### Set of tasks:
1 – Decide whether each statement agrees with the passage below: (a) the son bought the car about fourteen months before the first message was written; (b) only one garage examined the vehicle; (c) the son specifically asked whether the vehicle had a Diesel Particulate Filter. For each, answer yes or no and quote the words of the passage that settle it.
2 – Using the passage below, answer these questions:
(a) From what month and year does removing the DPF result in an immediate MOT fail?
(b) Where did the son first see the car advertised?
(c) How old was the vehicle, according to the customer's final message?
3 – Return the part of the passage below starting with "Or possibly about" and going on through "the exhaust system?", copied word for word.

### Passage:
..............................
Hello, about fourteen months ago my son purchased, on finance, a diesel car. A fault has developed on the vehicle that shows the Diesel Particulate Filter (DPF) is faulty. Two separate garages have looked at the vehicle and it appears that the Diesel Particulate Filter had been removed and a Diesel emulator fitted. As my son was not made aware of the illegal conversion of the vehicle exhaust system at the time of buying it, can he claim his money back from the seller? Should he stop making his monthly finance payments or would this affect any potential claim against the seller. As the car is still driveable is it lawful for him to continue using it on the road i.e. would his insurance be valid now that he knows of the conversion?
Submitted: 2 years ago.
Category: Law
Expert:  Jo C. replied 2 years ago.
Thank you for your question. My name is ***** ***** I will try to help with this.
Why is this illegal?
You mean because it hasn't been delcared to the DVLA?
Customer: replied 2 years ago.

This appears to be illegal as the vehicle no longer complies with the Vehicle Construction and Use Regulations 61a(3).

Please see

Expert:  Jo C. replied 2 years ago.
In what way does it not comply?
A conversion alone does not make it non compliant. People can convert cars to their heart's content as long as they did it in a way that complies.
Customer: replied 2 years ago.

The DPF is the most expensive part of the exhaust system and control the emissions released from the vehicles exhaust. The emulator that is fitted to our sons car tells the engine management computer that everything is working as it should through bypassing what the manufacturer initially installed to comply with UK and EU legislation on vehicle construction.

From February 2014 the removal of the DPF will result in an immediate fail at the MOT. A vehicle without a DPF is not merely non-standard but illegal for use on the road.

Expert:  Jo C. replied 2 years ago.
That doesn't make it illegal. That makes it an MOT fail.
Did he ask any specific questions about the exhaust at the time of sale?
Or possibly about whether there had been any conversions?
What question were asked?
Customer: replied 2 years ago.

Our son saw the car advertised on a website and went to a garage to make the purchase. The car was sold as standard and no mention of any alterations to any part of the vehicle. This also formed part of the documentation in applying for insurance i.e. the car had not been modified in any way. Is it not the sellers responsibility to tell him of the alterations rather than the buyer removing the exhaust to examine if the filter is complete and not merely a tube in the exhaust system?

As to the MOT fail being illegal, numerous web based documents are published about the practice of removing the filter but the most important would appear to be the following,

Expert:  Jo C. replied 2 years ago.
So he didn't ask those questions and get a false or misleading answer?
Please forget about the MOT. Its a non issue I'm afraid.
Customer: replied 2 years ago.

In response to your question above our son is not a vehicle mechanic. Until a few weeks ago the phrase Diesel Particulate Filter was something non of us had ever heard of. He did not specifically ask if the vehicle had one or not so he could not be given a false or misleading answer.

With regard to the MOT if the car had been bought without an MOT he would have bought it under those terms. The car was bought with an MOT and was therefore sold as a road worthy vehicle, as any other three year old vehicle would be.
..............................
### Dataset records:
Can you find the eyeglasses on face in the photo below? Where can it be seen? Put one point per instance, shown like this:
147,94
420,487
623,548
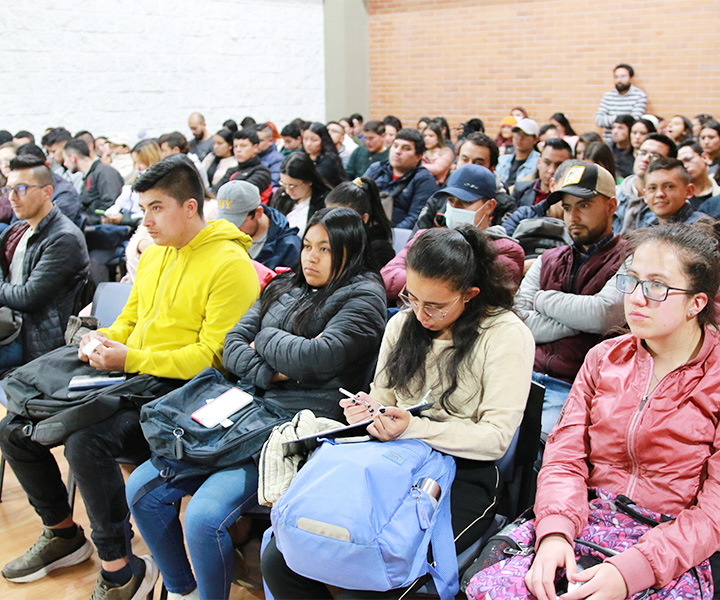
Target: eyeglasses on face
433,312
19,190
652,290
652,155
291,186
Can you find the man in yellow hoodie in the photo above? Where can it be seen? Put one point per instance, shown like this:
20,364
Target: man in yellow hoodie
192,286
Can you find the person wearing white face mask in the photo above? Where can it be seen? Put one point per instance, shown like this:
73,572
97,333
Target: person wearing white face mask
470,198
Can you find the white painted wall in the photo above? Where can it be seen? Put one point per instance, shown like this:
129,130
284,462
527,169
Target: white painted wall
130,65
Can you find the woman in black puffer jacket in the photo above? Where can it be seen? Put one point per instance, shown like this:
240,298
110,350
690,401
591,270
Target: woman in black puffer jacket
304,338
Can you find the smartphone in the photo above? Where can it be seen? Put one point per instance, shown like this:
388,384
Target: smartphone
220,408
92,382
563,586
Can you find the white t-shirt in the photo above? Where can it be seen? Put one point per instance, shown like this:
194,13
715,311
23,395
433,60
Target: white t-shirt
16,266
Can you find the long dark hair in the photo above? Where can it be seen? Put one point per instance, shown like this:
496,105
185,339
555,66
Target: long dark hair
225,134
350,256
362,195
299,165
328,146
462,258
698,248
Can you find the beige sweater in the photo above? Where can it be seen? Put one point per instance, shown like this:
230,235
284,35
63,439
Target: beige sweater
490,398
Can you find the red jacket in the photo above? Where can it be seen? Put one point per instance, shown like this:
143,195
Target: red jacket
658,450
510,254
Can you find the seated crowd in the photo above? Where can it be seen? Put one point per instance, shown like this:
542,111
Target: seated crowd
269,260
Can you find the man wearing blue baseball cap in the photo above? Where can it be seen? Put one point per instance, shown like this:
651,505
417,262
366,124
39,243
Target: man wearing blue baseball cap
470,198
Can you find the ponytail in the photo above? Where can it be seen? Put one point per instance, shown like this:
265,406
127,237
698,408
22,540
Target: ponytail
462,258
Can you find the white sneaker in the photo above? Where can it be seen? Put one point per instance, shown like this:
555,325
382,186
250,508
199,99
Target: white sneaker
194,595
..............................
### Complete answers:
1 –
(a) Yes: "about fourteen months ago my son purchased, on finance, a diesel car"
(b) No: "Two separate garages have looked at the vehicle"
(c) No: "He did not specifically ask if the vehicle had one or not"

2 –
(a) February 2014
(b) On a website
(c) Three years old

3 –
Or possibly about whether there had been any conversions?
What question were asked?
Customer: replied 2 years ago.

Our son saw the car advertised on a website and went to a garage to make the purchase. The car was sold as standard and no mention of any alterations to any part of the vehicle. This also formed part of the documentation in applying for insurance i.e. the car had not been modified in any way. Is it not the sellers responsibility to tell him of the alterations rather than the buyer removing the exhaust to examine if the filter is complete and not merely a tube in the exhaust system?